Everything from the line containing "In the picture above, where can the cockpit windshield" to the final line of the records below should be given again exactly, and nothing else.

(Object location annotation data)
- - -

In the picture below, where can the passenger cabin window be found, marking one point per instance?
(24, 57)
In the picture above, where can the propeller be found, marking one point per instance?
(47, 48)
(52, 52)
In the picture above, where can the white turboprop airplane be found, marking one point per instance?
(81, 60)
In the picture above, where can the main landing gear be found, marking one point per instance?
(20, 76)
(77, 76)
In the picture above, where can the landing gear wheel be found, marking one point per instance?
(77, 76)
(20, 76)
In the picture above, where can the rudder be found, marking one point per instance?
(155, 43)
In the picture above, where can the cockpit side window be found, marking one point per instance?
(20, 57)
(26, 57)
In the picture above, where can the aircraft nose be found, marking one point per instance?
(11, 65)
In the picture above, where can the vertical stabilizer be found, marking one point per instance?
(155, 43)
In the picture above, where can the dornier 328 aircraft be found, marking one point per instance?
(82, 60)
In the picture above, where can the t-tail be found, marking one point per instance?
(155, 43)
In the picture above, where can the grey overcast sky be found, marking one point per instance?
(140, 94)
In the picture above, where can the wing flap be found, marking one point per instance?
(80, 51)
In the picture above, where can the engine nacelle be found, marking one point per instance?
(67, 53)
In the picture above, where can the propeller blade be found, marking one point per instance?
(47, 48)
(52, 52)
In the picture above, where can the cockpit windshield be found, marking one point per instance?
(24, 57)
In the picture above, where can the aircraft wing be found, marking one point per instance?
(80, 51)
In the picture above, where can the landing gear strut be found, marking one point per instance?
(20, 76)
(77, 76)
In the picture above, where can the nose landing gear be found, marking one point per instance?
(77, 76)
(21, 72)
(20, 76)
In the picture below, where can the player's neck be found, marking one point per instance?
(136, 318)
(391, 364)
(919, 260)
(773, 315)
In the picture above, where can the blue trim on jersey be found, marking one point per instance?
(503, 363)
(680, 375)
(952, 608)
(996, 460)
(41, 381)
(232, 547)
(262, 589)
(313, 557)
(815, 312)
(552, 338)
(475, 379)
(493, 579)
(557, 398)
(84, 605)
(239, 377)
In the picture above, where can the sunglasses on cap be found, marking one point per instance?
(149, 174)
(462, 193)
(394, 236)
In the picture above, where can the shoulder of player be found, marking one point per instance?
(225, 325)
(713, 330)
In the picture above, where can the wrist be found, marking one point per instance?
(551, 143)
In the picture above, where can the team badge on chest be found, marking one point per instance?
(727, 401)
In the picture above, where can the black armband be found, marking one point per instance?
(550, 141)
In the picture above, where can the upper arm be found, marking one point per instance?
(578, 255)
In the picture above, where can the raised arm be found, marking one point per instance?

- - -

-- Solution --
In the picture above, where can the cockpit windshield be found, marking one point per instance?
(24, 57)
In the picture above, where can the aircraft wing be found, marking one point per instance?
(80, 51)
In the picture above, where can the landing gear strut be found, marking one point per instance?
(20, 76)
(77, 76)
In the picture above, where can the nose landing gear be found, marking one point per instance?
(77, 76)
(21, 72)
(20, 76)
In the picture below, where can the player's neck be found, marking one point per instance?
(136, 318)
(391, 364)
(919, 260)
(773, 315)
In the picture above, where can the blue trim on jersey be found, marking one point per instance?
(503, 363)
(680, 375)
(952, 608)
(996, 460)
(41, 381)
(232, 547)
(262, 589)
(313, 557)
(815, 312)
(552, 338)
(475, 379)
(493, 579)
(557, 398)
(84, 605)
(239, 377)
In the picture above, where can the sunglasses on cap be found, marking one point per instance?
(149, 174)
(462, 193)
(394, 236)
In the picture above, where can the shoulder of player be found, marking one point per instance?
(225, 325)
(713, 330)
In the picture above, where can the wrist be found, marking one point per instance?
(551, 143)
In the picture above, where can the team badge on chest be found, marking one point per instance?
(727, 401)
In the picture above, where can the black armband be found, marking one point per instance?
(550, 141)
In the picture above, where can the upper arm be found, marking one point per instance?
(578, 255)
In the picture above, where can the raised arm be found, marking one point per instance?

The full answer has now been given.